What the task requires →
Beginning with the line that contains "of the shrub", transcribe every line down to the end of the entries, exactly, and no other lines.

Start of Given entries

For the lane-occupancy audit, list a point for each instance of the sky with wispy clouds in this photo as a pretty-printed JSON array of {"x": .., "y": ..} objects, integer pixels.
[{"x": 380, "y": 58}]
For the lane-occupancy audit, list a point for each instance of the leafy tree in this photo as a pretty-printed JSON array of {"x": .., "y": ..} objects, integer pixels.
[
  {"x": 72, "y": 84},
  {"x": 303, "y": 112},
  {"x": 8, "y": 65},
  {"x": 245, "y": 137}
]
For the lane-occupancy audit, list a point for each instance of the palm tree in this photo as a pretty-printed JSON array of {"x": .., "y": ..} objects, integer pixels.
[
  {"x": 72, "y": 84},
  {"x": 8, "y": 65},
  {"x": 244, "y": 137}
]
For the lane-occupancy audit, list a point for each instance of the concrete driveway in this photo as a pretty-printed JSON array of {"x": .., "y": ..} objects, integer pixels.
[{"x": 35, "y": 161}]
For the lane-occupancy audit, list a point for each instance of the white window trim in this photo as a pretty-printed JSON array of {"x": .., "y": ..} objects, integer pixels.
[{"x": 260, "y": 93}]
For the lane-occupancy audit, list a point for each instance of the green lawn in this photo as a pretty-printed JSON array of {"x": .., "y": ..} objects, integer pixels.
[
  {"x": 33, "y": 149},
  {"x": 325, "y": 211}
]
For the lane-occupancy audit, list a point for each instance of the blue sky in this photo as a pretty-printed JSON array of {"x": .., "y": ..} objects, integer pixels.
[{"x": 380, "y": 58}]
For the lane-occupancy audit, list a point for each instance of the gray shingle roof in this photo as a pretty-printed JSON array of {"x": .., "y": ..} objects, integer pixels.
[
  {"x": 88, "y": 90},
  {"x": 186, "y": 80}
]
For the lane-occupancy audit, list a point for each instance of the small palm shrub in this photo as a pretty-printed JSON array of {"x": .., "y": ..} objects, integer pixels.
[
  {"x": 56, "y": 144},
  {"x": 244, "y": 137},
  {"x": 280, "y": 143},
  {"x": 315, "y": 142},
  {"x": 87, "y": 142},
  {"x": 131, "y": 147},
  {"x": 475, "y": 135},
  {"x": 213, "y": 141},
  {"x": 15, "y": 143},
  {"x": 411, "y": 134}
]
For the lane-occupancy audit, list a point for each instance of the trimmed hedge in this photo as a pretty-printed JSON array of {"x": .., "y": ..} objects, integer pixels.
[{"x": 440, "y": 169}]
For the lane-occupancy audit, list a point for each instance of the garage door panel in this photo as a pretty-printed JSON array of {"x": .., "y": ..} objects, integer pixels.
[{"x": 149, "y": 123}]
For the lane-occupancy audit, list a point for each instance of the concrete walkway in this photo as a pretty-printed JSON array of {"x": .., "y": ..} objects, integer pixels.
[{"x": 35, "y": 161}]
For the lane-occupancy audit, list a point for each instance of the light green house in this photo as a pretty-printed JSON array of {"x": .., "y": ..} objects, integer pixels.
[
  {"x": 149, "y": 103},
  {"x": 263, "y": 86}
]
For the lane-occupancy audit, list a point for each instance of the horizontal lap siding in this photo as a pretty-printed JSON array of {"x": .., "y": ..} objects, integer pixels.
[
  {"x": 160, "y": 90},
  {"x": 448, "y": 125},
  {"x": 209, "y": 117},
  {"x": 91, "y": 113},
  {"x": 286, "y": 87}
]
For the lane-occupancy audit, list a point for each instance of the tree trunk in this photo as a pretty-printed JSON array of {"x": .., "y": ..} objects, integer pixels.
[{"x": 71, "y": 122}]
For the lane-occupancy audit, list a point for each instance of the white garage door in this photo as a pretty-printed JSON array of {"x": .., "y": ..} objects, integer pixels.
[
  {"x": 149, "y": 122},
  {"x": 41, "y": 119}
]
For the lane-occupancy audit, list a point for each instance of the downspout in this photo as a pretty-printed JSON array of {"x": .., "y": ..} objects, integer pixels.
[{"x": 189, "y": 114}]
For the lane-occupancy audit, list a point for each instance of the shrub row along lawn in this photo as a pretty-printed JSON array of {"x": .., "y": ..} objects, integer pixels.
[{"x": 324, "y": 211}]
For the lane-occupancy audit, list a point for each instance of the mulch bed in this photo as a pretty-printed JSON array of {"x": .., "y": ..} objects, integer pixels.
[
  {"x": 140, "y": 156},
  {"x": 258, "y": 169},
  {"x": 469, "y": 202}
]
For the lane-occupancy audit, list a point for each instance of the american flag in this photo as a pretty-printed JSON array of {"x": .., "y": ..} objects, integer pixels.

End of Given entries

Answer section →
For the lane-occupancy audit, list a point for each instance of the shrub row along lawn in this photo as a pretty-printed JSON array of {"x": .., "y": ..} objects, integer pixels.
[{"x": 324, "y": 211}]
For the lane-occupancy audit, list a point for each instance of the mulch bed in this photo as a pretty-printed JSON array of {"x": .., "y": ..} objects, integer pixels.
[
  {"x": 140, "y": 156},
  {"x": 258, "y": 169},
  {"x": 469, "y": 202}
]
For the lane-occupancy audit, list a point for each instance of the american flag in this photo as a pretty-printed JSON array of {"x": .., "y": ..} objects, integer pixels.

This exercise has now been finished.